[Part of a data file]

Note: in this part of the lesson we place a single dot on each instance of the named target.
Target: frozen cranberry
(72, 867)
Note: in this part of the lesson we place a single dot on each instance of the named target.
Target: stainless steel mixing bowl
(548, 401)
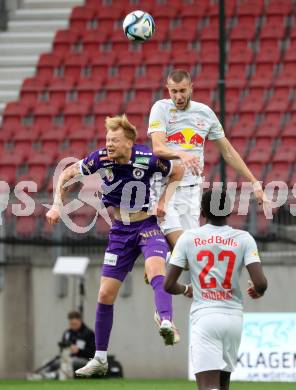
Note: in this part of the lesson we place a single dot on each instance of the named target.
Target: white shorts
(183, 209)
(214, 342)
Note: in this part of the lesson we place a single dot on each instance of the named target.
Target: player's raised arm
(232, 158)
(53, 215)
(174, 179)
(178, 262)
(258, 283)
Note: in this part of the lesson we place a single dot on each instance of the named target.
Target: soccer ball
(138, 26)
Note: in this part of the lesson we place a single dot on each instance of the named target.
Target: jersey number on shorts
(212, 282)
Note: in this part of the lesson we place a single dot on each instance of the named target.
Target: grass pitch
(133, 385)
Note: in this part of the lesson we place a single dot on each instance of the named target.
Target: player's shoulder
(241, 234)
(164, 104)
(200, 107)
(142, 150)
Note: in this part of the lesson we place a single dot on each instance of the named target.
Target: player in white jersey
(178, 128)
(216, 254)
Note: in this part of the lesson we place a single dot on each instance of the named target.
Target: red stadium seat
(163, 11)
(185, 59)
(65, 42)
(240, 33)
(285, 153)
(105, 108)
(269, 52)
(75, 111)
(251, 8)
(74, 63)
(25, 226)
(263, 76)
(243, 129)
(58, 90)
(279, 7)
(92, 39)
(286, 77)
(241, 55)
(44, 113)
(138, 107)
(278, 172)
(259, 155)
(88, 88)
(47, 64)
(192, 12)
(53, 139)
(33, 89)
(252, 103)
(80, 16)
(81, 139)
(135, 59)
(183, 33)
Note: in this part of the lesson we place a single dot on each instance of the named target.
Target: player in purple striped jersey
(126, 170)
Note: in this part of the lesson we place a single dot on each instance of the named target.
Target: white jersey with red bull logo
(186, 130)
(216, 256)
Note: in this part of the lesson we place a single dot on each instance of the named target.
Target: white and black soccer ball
(138, 26)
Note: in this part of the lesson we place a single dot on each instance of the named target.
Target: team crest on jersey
(138, 173)
(109, 174)
(200, 123)
(173, 117)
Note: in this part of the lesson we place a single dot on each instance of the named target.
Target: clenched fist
(53, 215)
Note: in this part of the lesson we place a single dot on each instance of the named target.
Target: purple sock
(163, 300)
(103, 326)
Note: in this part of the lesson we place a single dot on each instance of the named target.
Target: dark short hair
(179, 75)
(74, 315)
(216, 204)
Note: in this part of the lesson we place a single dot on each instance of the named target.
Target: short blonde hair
(114, 122)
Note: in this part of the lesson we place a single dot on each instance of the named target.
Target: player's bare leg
(108, 291)
(208, 380)
(172, 237)
(224, 380)
(155, 269)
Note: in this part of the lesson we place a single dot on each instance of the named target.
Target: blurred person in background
(77, 347)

REQUIRED WORK
Copy the records above exactly, omitting every picture.

WORKED ANSWER
Note: in this part of the lesson we place a single dot on each instance of the named target.
Target: frozen cranberry
(72, 867)
Note: in this part of the lesson we place a single dot on each instance of the named target.
Target: stainless steel mixing bowl
(548, 401)
Note: in this part of the lesson we place a single dot on each instance of the named target.
Target: white shorts
(183, 209)
(214, 342)
Note: in this part of the lesson we place a single dot on each instance of the named target.
Target: player's raised arm
(232, 158)
(53, 215)
(174, 179)
(178, 262)
(258, 283)
Note: in this part of the lesson we place a single dot on each instance of the named target.
Target: soccer ball
(138, 26)
Note: in this part of the lesson we place a single dot on each instance of the named target.
Target: jersey number on shorts
(212, 282)
Note: in this part of the lesson we place a single dot on each instance of the named target.
Target: grass pitch
(133, 385)
Note: in this part of the lesson we place a single dot on each instance of the named target.
Target: player's shoulder
(241, 234)
(164, 104)
(200, 107)
(142, 150)
Note: in this part of the lesson we place a single dot on each instance of the named target.
Target: player in white jersey
(178, 128)
(216, 254)
Note: in this part of the lesson we place a single dot on each instance of the named target.
Target: red stadium seat
(163, 11)
(185, 59)
(65, 42)
(240, 33)
(285, 153)
(105, 108)
(269, 52)
(75, 111)
(251, 8)
(74, 63)
(25, 226)
(263, 76)
(243, 129)
(58, 90)
(279, 7)
(92, 39)
(286, 77)
(241, 55)
(44, 113)
(138, 107)
(278, 172)
(259, 155)
(88, 88)
(47, 64)
(192, 12)
(53, 139)
(33, 89)
(252, 103)
(80, 16)
(81, 139)
(135, 59)
(183, 33)
Note: in this part of the lesson we place a single dot on each instance of the named target.
Target: player in purple striped jersey
(126, 170)
Note: in this part of the lesson we place a single dot on each instance of the named target.
Target: white jersey with red bull logo
(186, 130)
(216, 256)
Note: in this part of the lesson we place a single dot on each instance of the named target.
Target: white and black soccer ball
(138, 26)
Note: in this part of the lesson we place a single dot on each instance of the named target.
Target: team crest on jersey
(138, 173)
(109, 174)
(200, 123)
(173, 117)
Note: in this part of the lesson we place a single dot on each instance of the named target.
Target: clenched fist
(53, 215)
Note: in this part of the lesson we place a single dot on each instance of the named target.
Target: purple sock
(163, 300)
(103, 326)
Note: in this part of the lesson we place a single dot on each instance of the named target.
Target: dark short hair
(179, 75)
(74, 315)
(216, 204)
Note: in this part of the lesson we place a single dot on each instance of the named target.
Target: short blonde hair
(114, 122)
Note: in this part of the lesson we place a single dot on each instance of the named target.
Target: player's bare leg
(108, 291)
(208, 380)
(172, 237)
(224, 380)
(155, 269)
Note: in this part of the lesson we place a single dot on each instance of the named target.
Target: blurred person in background
(77, 347)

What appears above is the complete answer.